**Explora el material**
a) Según el artículo sobre la violencia, ¿en qué ciudad ocurrieron los sucesos de final de febrero?
b) De acuerdo con el artículo sobre la violencia, ¿por qué era tarea de los responsables intervenir en las aulas?
c) Transcribe del artículo sobre la violencia el fragmento que comienza con las palabras que contienen "Desde la perspectiva" y termina con "pendiente de juicio.".

Nos enseñan a ser violentos

 


Los años dedicados a la enseñanza y la observación del comportamiento humano dejan algún poso de certeza, por poco valor que se le otorgue a la experiencia o al interés por aprender con ella. Por eso, cuando se oye hablar de violencia en las calles, uno recuerda también la de las aulas, en las que podía insinuarse una especie infame, no siempre menor de edad, que compensaba su escasez de habilidades imponiendo la dictadura de la fuerza bruta. Tarea de los responsables era intervenir, evitando que los matones asumieran un método eficaz para sus fines y los demás una forma cobarde de supervivencia. Cualquier ocasión enseña y peor que no enseñar, es hacerlo mal.

Desde la perspectiva del que mira los hechos con esta convicción, observé la deriva de los sucesos de final de febrero en las calles de Barcelona: la protesta por el encarcelamiento de un reincidente rapero, presunto culpable de promover el odio mezclando música, provocación y agravios, es aprovechada por grupos - aparentemente incontrolados - para dar rienda suelta a su fondo vandálico, provocando cuantiosos daños y añadiendo tensión al difícil equilibrio de una sociedad que tiene en estos momentos otras prioridades. Hubo antes la cohorte de inductores clamando por una libertad de expresión que pretenden ilimitada - siempre que se ejerza contra otros, claro - que erige un pedestal, aunque sea de barro, para el ídolo y le regala la publicidad que le niegan sus méritos artísticos. Para auparlo un poco más, se compara su situación con la torpe bribonería del emérito pendiente de juicio.

**Material proporcionado**
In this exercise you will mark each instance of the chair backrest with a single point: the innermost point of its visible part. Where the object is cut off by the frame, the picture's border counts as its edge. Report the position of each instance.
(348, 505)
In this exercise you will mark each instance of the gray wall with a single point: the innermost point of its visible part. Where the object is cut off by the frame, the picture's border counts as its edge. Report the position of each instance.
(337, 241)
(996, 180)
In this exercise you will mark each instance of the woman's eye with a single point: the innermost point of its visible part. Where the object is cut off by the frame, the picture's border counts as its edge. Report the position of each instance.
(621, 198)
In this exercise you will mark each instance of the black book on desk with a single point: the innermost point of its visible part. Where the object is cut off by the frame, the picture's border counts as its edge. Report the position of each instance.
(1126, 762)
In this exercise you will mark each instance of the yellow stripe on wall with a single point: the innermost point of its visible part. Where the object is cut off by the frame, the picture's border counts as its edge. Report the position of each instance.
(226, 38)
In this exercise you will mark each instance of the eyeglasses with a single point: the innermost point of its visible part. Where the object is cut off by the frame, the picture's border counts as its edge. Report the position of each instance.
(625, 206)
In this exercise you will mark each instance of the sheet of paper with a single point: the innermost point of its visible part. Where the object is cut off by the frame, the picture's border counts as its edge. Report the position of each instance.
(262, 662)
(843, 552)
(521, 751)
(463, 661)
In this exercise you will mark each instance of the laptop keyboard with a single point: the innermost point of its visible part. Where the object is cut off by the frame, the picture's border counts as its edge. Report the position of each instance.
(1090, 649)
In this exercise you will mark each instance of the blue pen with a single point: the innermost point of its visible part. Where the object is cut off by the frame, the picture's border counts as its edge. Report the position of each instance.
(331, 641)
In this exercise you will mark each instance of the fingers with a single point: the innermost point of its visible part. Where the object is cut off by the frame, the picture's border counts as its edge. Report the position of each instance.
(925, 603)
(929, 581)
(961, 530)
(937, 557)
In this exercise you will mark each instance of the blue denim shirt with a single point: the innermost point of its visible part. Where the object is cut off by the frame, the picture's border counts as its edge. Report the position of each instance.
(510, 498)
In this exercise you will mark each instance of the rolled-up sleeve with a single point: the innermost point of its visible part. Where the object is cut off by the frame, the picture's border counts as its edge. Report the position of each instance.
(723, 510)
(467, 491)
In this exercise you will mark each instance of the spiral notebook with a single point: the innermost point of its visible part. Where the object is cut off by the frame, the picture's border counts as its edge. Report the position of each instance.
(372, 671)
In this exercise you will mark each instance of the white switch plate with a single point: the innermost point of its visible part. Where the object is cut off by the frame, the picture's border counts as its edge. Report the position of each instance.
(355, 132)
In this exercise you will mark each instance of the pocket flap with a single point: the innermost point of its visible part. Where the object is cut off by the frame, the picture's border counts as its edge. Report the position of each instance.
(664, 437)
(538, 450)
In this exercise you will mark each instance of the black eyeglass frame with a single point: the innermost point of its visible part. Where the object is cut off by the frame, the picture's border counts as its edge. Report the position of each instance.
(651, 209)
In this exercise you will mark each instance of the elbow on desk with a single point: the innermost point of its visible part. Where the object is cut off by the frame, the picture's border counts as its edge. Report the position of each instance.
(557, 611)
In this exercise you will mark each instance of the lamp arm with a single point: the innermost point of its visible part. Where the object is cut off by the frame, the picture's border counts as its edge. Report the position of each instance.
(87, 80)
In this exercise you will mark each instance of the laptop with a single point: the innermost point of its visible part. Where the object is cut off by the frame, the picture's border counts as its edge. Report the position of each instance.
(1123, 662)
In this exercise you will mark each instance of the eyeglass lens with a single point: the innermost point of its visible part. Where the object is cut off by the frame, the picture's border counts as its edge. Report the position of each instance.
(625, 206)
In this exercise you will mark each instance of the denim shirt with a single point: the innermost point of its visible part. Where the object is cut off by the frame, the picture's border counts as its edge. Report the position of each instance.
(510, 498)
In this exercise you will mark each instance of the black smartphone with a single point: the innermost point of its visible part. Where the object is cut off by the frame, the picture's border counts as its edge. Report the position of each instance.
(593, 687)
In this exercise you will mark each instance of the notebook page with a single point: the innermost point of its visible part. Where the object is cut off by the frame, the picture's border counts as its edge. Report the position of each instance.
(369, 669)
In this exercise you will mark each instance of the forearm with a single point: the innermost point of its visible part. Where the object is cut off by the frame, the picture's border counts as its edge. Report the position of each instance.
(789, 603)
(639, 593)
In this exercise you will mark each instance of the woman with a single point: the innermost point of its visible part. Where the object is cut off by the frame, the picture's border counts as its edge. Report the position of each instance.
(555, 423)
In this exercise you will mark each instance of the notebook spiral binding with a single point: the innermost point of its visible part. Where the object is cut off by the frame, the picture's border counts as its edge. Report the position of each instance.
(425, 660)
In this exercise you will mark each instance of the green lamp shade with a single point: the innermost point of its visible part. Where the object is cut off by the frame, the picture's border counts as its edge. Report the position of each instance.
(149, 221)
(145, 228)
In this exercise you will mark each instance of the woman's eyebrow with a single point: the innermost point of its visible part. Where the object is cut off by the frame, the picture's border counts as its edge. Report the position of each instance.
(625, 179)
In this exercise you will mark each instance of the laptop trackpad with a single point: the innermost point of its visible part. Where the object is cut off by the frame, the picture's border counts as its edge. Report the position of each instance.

**Resultados por tarea**
a) En Barcelona.

b) Debían intervenir para evitar que los matones asumieran la fuerza bruta como un método eficaz para sus fines y que los demás adoptaran una forma cobarde de supervivencia.

c)
Desde la perspectiva del que mira los hechos con esta convicción, observé la deriva de los sucesos de final de febrero en las calles de Barcelona: la protesta por el encarcelamiento de un reincidente rapero, presunto culpable de promover el odio mezclando música, provocación y agravios, es aprovechada por grupos - aparentemente incontrolados - para dar rienda suelta a su fondo vandálico, provocando cuantiosos daños y añadiendo tensión al difícil equilibrio de una sociedad que tiene en estos momentos otras prioridades. Hubo antes la cohorte de inductores clamando por una libertad de expresión que pretenden ilimitada - siempre que se ejerza contra otros, claro - que erige un pedestal, aunque sea de barro, para el ídolo y le regala la publicidad que le niegan sus méritos artísticos. Para auparlo un poco más, se compara su situación con la torpe bribonería del emérito pendiente de juicio.